►

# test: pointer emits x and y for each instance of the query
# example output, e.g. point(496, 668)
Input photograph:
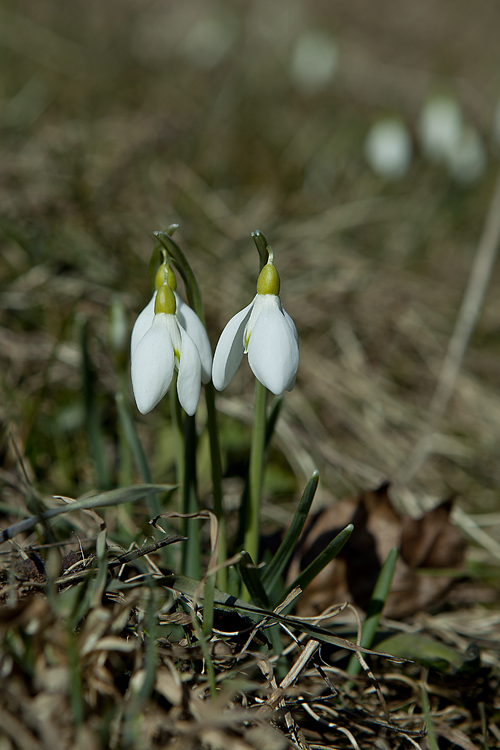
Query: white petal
point(290, 322)
point(197, 331)
point(152, 365)
point(229, 350)
point(273, 352)
point(189, 377)
point(142, 323)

◄

* [WHAT TO WORK ON]
Would you set down each line of the data exactly, with no images included?

* [SOLUTION TO THIS TASK]
# test: pointer emits x and y for each instance of the query
# example output, e.g. point(496, 668)
Input photograph:
Query: white petal
point(290, 322)
point(197, 331)
point(152, 365)
point(229, 350)
point(273, 352)
point(189, 377)
point(142, 323)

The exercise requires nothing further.